Task details: For the entries below, repeat exactly each line starting with the one that contains "GET /v1/detect?q=white house" and going on through the one that contains "GET /v1/detect?q=gray vinyl siding", and no others.

Stored data entries:
--- --- ---

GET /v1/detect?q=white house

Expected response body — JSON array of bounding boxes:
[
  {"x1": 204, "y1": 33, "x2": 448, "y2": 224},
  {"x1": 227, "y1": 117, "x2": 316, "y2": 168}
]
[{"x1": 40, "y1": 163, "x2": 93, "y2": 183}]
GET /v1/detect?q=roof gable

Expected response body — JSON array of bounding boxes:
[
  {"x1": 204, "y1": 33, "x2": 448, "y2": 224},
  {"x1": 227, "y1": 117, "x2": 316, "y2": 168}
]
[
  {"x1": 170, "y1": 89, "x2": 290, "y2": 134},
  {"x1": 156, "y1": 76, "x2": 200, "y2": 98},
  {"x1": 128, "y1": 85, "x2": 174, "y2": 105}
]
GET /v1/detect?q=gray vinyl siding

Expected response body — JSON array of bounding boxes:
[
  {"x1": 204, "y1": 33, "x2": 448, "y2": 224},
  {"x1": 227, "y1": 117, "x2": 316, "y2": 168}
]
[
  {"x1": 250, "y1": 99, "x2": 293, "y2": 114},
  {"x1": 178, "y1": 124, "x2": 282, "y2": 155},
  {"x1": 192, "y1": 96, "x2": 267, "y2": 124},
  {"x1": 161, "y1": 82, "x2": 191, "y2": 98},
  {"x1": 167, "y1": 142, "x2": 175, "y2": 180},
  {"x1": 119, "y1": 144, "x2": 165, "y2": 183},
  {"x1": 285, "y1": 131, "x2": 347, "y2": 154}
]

--- --- ---

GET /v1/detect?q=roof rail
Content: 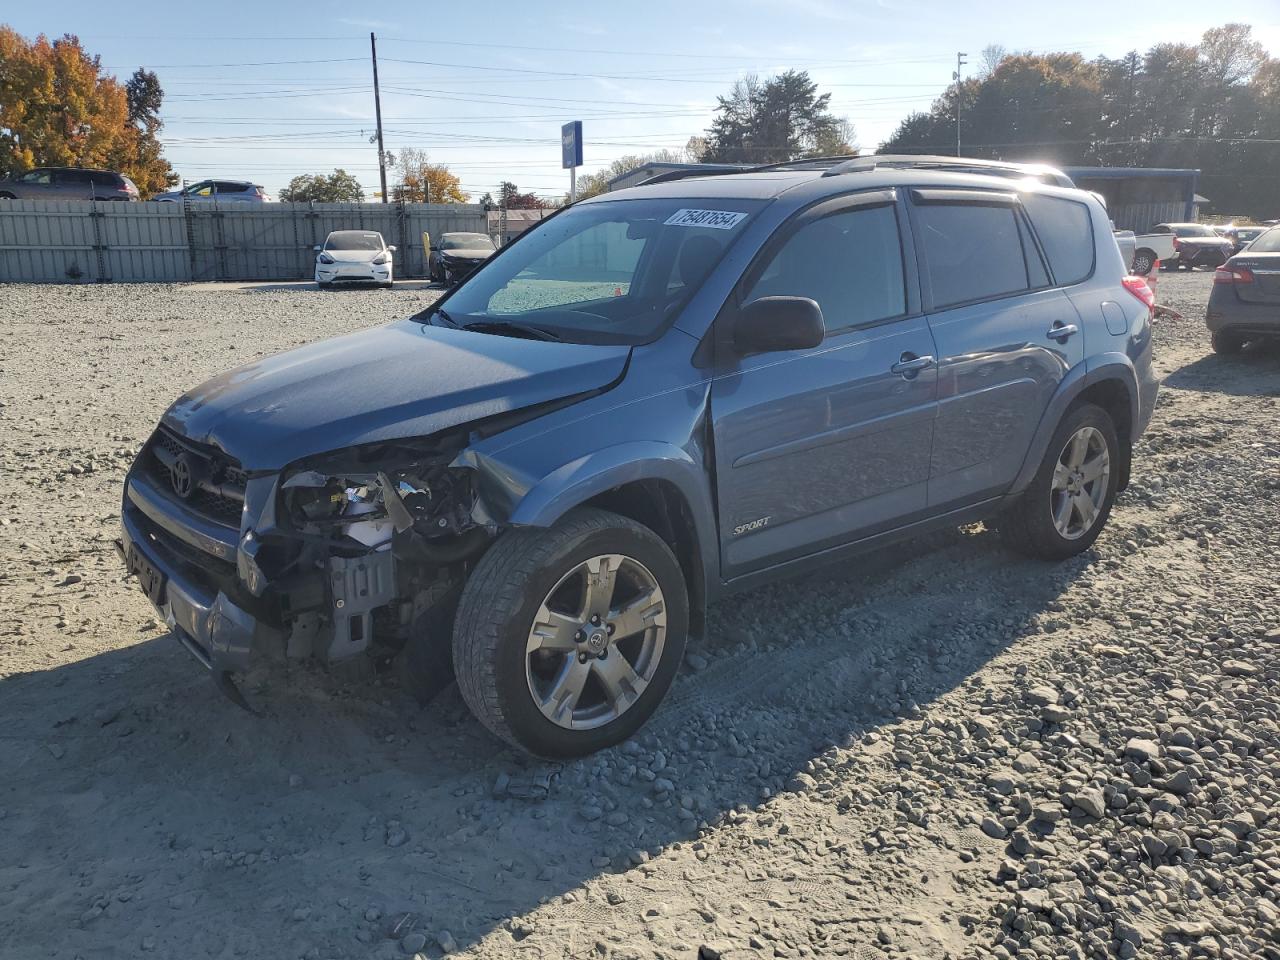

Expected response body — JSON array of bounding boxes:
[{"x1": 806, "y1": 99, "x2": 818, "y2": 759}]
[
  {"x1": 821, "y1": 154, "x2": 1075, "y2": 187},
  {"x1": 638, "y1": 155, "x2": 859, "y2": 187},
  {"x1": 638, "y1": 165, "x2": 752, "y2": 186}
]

--- --- ---

Exercise response:
GET /v1/detect?q=white house

Expected response body — JSON array of bounding boxes:
[
  {"x1": 204, "y1": 33, "x2": 448, "y2": 224},
  {"x1": 227, "y1": 117, "x2": 316, "y2": 168}
]
[{"x1": 40, "y1": 163, "x2": 93, "y2": 183}]
GET /v1/detect?q=roof gable

Expected response body — JSON array of bounding boxes:
[
  {"x1": 204, "y1": 33, "x2": 448, "y2": 224},
  {"x1": 227, "y1": 117, "x2": 316, "y2": 168}
]
[
  {"x1": 170, "y1": 89, "x2": 290, "y2": 134},
  {"x1": 156, "y1": 76, "x2": 200, "y2": 98},
  {"x1": 128, "y1": 85, "x2": 174, "y2": 105}
]
GET /v1/detect?q=gray vinyl siding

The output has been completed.